[Data for this exercise]
● ● ●

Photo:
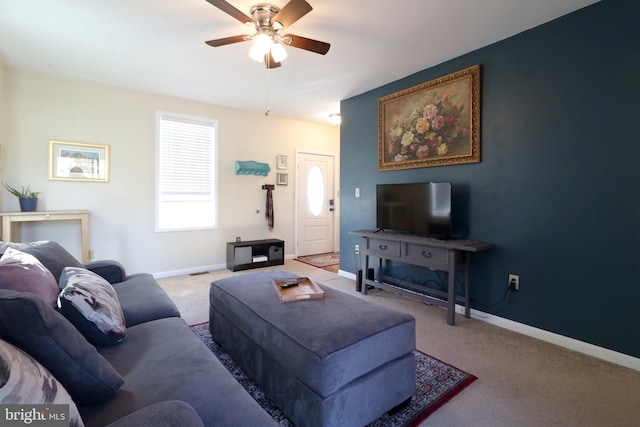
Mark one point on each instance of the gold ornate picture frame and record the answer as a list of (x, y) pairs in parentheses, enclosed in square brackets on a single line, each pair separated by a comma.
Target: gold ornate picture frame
[(78, 161), (435, 123)]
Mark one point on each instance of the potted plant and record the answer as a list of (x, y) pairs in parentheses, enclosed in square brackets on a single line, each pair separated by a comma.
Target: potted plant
[(28, 199)]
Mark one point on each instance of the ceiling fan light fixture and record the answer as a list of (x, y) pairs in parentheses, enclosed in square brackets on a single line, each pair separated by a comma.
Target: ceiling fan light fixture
[(278, 52), (261, 46)]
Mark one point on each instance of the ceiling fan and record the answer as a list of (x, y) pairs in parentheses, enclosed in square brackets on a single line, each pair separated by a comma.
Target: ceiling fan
[(268, 21)]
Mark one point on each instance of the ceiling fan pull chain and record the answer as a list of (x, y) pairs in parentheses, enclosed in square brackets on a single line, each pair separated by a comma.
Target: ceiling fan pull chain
[(266, 111)]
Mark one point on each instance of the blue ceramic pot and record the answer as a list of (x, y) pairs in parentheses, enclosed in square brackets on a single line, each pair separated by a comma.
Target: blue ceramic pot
[(28, 205)]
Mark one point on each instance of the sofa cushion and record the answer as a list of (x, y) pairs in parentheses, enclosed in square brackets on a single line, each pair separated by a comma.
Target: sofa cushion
[(24, 381), (170, 413), (92, 305), (143, 300), (27, 322), (22, 272), (51, 254), (175, 365)]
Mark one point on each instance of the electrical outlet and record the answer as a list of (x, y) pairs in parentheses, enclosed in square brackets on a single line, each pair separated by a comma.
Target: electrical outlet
[(514, 282)]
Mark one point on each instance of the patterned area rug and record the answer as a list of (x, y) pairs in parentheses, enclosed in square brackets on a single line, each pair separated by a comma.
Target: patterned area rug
[(436, 383), (329, 262)]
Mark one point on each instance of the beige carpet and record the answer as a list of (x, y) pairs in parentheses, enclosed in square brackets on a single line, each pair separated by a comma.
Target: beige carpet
[(521, 381)]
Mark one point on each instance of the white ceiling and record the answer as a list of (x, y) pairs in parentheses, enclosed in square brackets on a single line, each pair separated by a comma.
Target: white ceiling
[(158, 45)]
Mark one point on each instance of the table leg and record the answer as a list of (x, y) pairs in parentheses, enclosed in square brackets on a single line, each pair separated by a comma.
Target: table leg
[(451, 290), (84, 236), (467, 286), (363, 287), (6, 229)]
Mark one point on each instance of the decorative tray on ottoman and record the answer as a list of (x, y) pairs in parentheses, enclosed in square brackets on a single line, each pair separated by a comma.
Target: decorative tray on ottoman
[(297, 289)]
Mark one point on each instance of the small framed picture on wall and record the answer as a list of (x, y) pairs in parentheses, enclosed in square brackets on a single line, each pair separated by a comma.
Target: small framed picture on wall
[(282, 179), (281, 162)]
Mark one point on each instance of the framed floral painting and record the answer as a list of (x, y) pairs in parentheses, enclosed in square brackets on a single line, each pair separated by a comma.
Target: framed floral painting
[(432, 124)]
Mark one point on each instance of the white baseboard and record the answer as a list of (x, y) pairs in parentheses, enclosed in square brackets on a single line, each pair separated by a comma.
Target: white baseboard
[(185, 271), (551, 337), (199, 269)]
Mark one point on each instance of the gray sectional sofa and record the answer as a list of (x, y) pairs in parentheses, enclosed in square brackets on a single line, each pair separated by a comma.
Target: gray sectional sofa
[(158, 374)]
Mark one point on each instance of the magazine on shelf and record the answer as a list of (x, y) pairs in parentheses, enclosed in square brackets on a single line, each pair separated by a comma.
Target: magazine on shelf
[(297, 289)]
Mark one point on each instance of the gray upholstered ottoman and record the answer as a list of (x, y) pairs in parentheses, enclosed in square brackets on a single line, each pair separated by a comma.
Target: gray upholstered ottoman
[(338, 361)]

● ● ●

[Written instruction]
Please rescale the material from the line containing "Mark one point on each instance of the gray sectional" through the end, inclusive, and write out every line again, requests included. Multiply each point coordinate in the answers by 0.5 and round it to a whole number, with halves rounding up.

[Answer below]
Mark one point on each instance of the gray sectional sofa and record the answer as a list of (x, y) pairs in parentheses, enclosed in square brackets on a single line, each pair separated by a comma.
Target: gray sectional sofa
[(79, 187)]
Mark one point on each instance of the magazine on shelf and record the answer as a list of (x, y) pairs in parentheses, enclosed in square brackets on a single line, each pair separated by a comma.
Target: magazine on shelf
[(149, 145)]
Mark one point on each instance of the gray upholstered ottoman and record the answer as a list of (x, y) pairs in parentheses, enclosed in square brackets on a single line, each pair separated by a comma.
Target: gray upholstered ottoman
[(169, 181)]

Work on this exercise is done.